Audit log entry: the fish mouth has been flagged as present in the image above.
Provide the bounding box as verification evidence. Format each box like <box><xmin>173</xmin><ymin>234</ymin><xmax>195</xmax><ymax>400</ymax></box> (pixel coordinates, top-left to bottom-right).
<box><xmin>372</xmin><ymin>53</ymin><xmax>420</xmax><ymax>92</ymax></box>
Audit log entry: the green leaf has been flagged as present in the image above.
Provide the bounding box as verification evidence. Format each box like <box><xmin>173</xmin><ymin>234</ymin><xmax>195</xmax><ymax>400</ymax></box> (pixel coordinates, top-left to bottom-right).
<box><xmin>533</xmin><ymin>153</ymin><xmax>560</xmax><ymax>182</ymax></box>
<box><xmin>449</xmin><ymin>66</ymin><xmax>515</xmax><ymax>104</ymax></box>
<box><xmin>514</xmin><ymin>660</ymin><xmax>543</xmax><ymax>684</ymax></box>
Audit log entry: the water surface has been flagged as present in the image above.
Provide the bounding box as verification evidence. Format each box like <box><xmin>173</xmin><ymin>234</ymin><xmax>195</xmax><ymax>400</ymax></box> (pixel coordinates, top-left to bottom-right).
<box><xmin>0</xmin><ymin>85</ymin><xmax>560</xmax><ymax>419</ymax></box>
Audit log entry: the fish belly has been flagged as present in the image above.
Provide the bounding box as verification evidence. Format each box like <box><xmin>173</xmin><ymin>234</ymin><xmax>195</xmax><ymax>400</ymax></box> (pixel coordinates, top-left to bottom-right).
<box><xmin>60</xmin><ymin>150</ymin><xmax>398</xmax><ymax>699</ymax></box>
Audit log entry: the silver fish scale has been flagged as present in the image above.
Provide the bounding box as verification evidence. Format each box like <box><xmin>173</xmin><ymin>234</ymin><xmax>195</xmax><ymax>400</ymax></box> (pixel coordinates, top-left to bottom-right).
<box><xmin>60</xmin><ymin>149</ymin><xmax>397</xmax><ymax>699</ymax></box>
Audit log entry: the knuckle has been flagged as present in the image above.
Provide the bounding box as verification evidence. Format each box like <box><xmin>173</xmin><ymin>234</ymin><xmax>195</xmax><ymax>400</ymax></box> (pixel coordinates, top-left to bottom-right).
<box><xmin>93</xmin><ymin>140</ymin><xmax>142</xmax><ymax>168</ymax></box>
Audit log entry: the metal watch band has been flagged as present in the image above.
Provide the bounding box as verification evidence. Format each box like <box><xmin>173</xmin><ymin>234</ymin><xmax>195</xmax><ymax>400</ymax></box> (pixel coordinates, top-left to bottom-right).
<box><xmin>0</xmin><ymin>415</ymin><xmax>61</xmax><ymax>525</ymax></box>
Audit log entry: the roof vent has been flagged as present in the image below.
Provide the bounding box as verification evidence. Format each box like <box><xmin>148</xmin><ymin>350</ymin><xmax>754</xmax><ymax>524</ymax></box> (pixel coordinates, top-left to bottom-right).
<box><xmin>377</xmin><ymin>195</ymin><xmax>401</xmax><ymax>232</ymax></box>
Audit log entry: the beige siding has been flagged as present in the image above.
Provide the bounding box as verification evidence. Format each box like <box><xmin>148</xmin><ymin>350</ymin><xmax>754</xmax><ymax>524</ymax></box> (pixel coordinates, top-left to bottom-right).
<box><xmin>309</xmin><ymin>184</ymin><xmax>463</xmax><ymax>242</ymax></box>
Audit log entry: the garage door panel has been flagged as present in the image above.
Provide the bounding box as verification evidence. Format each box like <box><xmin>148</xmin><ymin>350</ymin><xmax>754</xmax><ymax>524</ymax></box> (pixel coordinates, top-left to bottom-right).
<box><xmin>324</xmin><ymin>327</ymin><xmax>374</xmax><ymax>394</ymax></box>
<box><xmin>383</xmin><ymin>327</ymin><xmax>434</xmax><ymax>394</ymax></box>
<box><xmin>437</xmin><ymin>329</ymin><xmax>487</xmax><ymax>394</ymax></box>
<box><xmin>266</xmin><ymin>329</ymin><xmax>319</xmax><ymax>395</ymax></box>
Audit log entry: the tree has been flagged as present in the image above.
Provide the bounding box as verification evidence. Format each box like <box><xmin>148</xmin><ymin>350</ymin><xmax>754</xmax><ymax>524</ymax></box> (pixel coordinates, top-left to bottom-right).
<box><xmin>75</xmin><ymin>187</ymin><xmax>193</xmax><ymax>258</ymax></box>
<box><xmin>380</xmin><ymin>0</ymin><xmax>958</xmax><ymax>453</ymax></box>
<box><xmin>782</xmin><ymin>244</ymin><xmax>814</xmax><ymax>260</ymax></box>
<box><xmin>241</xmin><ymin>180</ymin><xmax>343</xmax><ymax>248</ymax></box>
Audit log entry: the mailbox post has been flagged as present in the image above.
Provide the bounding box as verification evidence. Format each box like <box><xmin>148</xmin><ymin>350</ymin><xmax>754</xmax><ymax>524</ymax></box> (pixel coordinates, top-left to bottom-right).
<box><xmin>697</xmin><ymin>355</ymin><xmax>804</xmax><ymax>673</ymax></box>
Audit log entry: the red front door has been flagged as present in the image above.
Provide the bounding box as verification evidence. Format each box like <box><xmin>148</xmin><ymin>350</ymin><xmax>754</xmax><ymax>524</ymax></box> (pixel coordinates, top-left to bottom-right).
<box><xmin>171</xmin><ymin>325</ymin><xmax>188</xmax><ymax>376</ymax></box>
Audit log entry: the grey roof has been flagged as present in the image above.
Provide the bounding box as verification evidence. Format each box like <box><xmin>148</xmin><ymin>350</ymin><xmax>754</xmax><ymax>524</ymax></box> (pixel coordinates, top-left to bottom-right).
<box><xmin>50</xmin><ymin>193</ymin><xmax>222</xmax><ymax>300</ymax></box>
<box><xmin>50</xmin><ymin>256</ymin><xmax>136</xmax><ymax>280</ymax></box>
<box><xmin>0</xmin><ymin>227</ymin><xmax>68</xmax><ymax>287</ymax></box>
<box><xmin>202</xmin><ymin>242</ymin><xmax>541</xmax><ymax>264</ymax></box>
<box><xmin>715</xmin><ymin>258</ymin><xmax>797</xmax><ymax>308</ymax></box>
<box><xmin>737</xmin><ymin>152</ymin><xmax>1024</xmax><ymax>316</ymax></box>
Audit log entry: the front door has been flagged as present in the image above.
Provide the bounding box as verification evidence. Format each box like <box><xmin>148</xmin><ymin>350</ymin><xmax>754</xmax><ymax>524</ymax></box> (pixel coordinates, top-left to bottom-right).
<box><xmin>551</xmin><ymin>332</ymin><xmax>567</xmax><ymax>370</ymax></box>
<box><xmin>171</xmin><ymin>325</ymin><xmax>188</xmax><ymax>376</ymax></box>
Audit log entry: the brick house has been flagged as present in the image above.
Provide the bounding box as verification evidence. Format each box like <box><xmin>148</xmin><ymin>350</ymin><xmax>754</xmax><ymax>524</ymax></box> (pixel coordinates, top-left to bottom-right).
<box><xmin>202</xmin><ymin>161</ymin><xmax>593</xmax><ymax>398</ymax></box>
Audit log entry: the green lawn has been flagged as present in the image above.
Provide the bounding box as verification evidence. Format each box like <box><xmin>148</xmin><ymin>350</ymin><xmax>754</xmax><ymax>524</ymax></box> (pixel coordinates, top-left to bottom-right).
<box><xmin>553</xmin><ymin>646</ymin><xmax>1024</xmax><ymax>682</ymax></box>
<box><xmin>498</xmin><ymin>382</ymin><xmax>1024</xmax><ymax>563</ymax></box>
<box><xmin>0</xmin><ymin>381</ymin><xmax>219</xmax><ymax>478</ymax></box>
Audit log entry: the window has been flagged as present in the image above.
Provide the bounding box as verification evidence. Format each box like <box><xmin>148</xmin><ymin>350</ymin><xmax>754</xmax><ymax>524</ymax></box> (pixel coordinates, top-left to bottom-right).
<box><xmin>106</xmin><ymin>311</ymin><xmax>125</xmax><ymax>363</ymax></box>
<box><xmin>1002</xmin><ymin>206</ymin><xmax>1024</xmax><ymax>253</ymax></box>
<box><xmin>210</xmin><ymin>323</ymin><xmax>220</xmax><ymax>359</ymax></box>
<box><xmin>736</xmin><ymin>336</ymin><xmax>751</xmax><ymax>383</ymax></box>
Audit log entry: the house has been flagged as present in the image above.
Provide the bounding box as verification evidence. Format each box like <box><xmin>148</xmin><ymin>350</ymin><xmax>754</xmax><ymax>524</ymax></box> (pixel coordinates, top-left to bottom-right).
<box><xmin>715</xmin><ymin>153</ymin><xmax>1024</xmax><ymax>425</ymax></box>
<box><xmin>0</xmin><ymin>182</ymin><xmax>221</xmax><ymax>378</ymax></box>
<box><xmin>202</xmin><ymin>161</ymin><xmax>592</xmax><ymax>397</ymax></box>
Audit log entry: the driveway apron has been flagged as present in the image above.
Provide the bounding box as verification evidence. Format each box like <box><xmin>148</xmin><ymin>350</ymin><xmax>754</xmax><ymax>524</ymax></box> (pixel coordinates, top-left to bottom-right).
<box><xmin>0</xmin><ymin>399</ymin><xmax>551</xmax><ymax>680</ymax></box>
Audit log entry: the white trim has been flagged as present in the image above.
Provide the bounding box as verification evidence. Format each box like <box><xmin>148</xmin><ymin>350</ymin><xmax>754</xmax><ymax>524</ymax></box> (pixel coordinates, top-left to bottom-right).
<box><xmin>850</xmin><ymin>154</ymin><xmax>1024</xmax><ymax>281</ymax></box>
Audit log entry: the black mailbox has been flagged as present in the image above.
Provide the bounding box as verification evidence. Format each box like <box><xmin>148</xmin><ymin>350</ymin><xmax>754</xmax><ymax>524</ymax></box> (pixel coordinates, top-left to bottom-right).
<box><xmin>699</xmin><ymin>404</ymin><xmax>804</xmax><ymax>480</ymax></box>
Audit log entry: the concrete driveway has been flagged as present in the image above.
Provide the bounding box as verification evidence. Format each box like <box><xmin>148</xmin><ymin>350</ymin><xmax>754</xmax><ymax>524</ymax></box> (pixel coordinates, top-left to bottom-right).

To do>
Exactly reproduce the lines beginning with the one that contains "Audit log entry: the concrete" and ending with the last line of the material, both included. Leave out everything else.

Exercise solution>
Audit log entry: the concrete driveway has been flagged as present in the image above.
Provide the bounding box as verification evidence. Format each box like <box><xmin>148</xmin><ymin>350</ymin><xmax>754</xmax><ymax>524</ymax></box> (pixel coordinates, top-left to bottom-right).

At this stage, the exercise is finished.